▶ _Exercise directions_
Convert the entries below into a Markdown table with the columns "Row" and "Line", giving each line its own numbered row and leaving out any blank lines.

Data supplied start

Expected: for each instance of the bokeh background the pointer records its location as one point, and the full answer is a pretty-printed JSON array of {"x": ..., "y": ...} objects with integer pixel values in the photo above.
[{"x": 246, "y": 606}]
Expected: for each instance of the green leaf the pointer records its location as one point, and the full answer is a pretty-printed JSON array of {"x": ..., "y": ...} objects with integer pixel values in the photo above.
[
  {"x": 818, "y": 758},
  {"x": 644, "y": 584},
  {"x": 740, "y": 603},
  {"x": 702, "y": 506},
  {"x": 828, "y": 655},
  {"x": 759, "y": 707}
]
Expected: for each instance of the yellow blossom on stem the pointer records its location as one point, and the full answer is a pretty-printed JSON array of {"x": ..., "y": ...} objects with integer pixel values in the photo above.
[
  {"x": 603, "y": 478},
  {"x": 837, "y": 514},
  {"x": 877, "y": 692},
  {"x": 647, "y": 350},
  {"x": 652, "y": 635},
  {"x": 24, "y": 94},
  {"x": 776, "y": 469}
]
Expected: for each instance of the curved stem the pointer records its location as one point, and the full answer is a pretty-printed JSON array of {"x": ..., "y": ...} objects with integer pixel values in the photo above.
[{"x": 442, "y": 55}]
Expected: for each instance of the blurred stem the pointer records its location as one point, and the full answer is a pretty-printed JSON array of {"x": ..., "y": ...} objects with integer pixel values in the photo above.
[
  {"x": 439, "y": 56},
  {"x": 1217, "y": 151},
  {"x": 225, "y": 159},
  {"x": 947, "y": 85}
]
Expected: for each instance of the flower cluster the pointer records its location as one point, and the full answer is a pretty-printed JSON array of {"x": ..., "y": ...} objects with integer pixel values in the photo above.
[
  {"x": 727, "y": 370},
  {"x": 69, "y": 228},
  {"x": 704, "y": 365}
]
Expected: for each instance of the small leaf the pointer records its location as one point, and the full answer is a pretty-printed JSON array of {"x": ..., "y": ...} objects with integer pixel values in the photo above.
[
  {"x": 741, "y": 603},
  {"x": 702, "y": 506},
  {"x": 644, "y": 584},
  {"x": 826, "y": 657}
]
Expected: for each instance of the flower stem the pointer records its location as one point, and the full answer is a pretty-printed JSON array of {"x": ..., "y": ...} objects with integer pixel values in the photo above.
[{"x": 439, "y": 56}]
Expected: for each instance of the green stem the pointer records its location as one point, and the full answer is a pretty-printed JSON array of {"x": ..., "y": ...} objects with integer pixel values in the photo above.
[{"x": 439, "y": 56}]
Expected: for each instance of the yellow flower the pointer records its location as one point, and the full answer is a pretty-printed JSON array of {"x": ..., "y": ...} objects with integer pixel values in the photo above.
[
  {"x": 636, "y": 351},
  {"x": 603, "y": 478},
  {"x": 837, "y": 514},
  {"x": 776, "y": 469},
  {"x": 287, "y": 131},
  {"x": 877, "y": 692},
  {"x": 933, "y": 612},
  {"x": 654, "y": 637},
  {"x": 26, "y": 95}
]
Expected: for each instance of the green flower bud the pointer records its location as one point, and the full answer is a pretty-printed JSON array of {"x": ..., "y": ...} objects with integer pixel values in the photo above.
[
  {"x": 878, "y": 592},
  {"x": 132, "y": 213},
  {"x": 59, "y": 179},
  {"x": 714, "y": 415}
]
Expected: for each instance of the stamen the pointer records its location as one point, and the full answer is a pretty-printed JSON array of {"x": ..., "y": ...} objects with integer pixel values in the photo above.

Data supplied end

▶ _Complete response_
| Row | Line |
|---|---|
| 1 | Expected: for each instance of the bokeh background the pointer records its location as one point, and the full answer is a pretty-printed JSON array of {"x": ..., "y": ...} objects with integer pixel values in the photo above. |
| 2 | [{"x": 246, "y": 606}] |
| 3 | Expected: for each instance of the green leaf the pointer records its location as one point, and the full answer is a pretty-printed JSON array of {"x": ..., "y": ...} objects with integer pixel values in the photo above. |
| 4 | [ |
| 5 |   {"x": 818, "y": 758}, |
| 6 |   {"x": 644, "y": 584}, |
| 7 |   {"x": 740, "y": 603}, |
| 8 |   {"x": 702, "y": 506}, |
| 9 |   {"x": 828, "y": 655}, |
| 10 |   {"x": 759, "y": 707} |
| 11 | ] |
| 12 | Expected: for each instance of the yellow blossom on stem the pointer records its location as one point, and the full answer is a pretty-printed JSON array of {"x": ..., "y": ...} objects with integer pixel values in the photo above. |
| 13 | [ |
| 14 |   {"x": 603, "y": 478}, |
| 15 |   {"x": 837, "y": 514}, |
| 16 |   {"x": 877, "y": 692}, |
| 17 |   {"x": 647, "y": 350}, |
| 18 |   {"x": 652, "y": 635}, |
| 19 |   {"x": 24, "y": 94}, |
| 20 |   {"x": 776, "y": 469} |
| 21 | ] |
| 22 | Expected: for each instance of the curved stem the pointer records its location as one point, and the full answer is a pretty-printed JSON array of {"x": ..., "y": ...} objects with integer pixel values in the photo above. |
| 23 | [{"x": 442, "y": 55}] |
| 24 | Expected: for each instance of the blurred stem the pointer records its location as one point, and the full answer is a pretty-printed JSON array of {"x": ..., "y": ...} objects with integer pixel values in the photo above. |
| 25 | [ |
| 26 |   {"x": 439, "y": 56}, |
| 27 |   {"x": 1217, "y": 151}, |
| 28 |   {"x": 225, "y": 159}, |
| 29 |   {"x": 947, "y": 85} |
| 30 | ] |
| 31 | Expected: for each instance of the flower cluster the pointer records its location as one point, and the full answer is a pretty-printed JSON array of {"x": ..., "y": ...} objects with integer pixel values in the photo above. |
| 32 | [ |
| 33 |   {"x": 727, "y": 370}, |
| 34 |   {"x": 69, "y": 228}, |
| 35 |   {"x": 704, "y": 365} |
| 36 | ] |
| 37 | Expected: for each instance of the small leaf the pointer records its location as one point, and the full answer is a pretty-printed JSON array of {"x": ..., "y": ...} objects with integer pixel values in the photo above. |
| 38 | [ |
| 39 |   {"x": 741, "y": 603}, |
| 40 |   {"x": 702, "y": 506}, |
| 41 |   {"x": 644, "y": 584}, |
| 42 |   {"x": 826, "y": 657} |
| 43 | ] |
| 44 | Expected: for each instance of the flower stem the pointer records its location as one point, and the full answer is a pretty-printed JSON array of {"x": ..., "y": ...} objects with integer pixel values in the photo above. |
| 45 | [{"x": 439, "y": 56}] |
| 46 | Expected: for each instance of the green stem the pointer records its location as one point, and the full answer is a pretty-printed JSON array of {"x": ..., "y": ...} objects with integer pixel values in the photo above. |
| 47 | [{"x": 439, "y": 56}] |
| 48 | Expected: for each instance of the yellow flower the pointer records its location as one point, and the full answer is a pretty-printed JSON array of {"x": ..., "y": ...} objects with integer pixel values in the photo above. |
| 49 | [ |
| 50 |   {"x": 636, "y": 351}, |
| 51 |   {"x": 603, "y": 478}, |
| 52 |   {"x": 837, "y": 514}, |
| 53 |   {"x": 776, "y": 469}, |
| 54 |   {"x": 287, "y": 131}, |
| 55 |   {"x": 877, "y": 692}, |
| 56 |   {"x": 933, "y": 612}, |
| 57 |   {"x": 654, "y": 637}, |
| 58 |   {"x": 26, "y": 95} |
| 59 | ] |
| 60 | Expected: for each instance of the green flower bud the pointer records its location as one point, and the full answer is a pretty-printed JSON array of {"x": ..., "y": ...} objects with integer pixel values in the photo above. |
| 61 | [ |
| 62 |   {"x": 878, "y": 592}, |
| 63 |   {"x": 132, "y": 213}, |
| 64 |   {"x": 59, "y": 179}, |
| 65 |   {"x": 714, "y": 415} |
| 66 | ] |
| 67 | Expected: for each instance of the stamen the pointer records its location as one point, and the full answer is a pretty-printed JSON array of {"x": ..., "y": ...} objects with integer pixel values in the photo above. |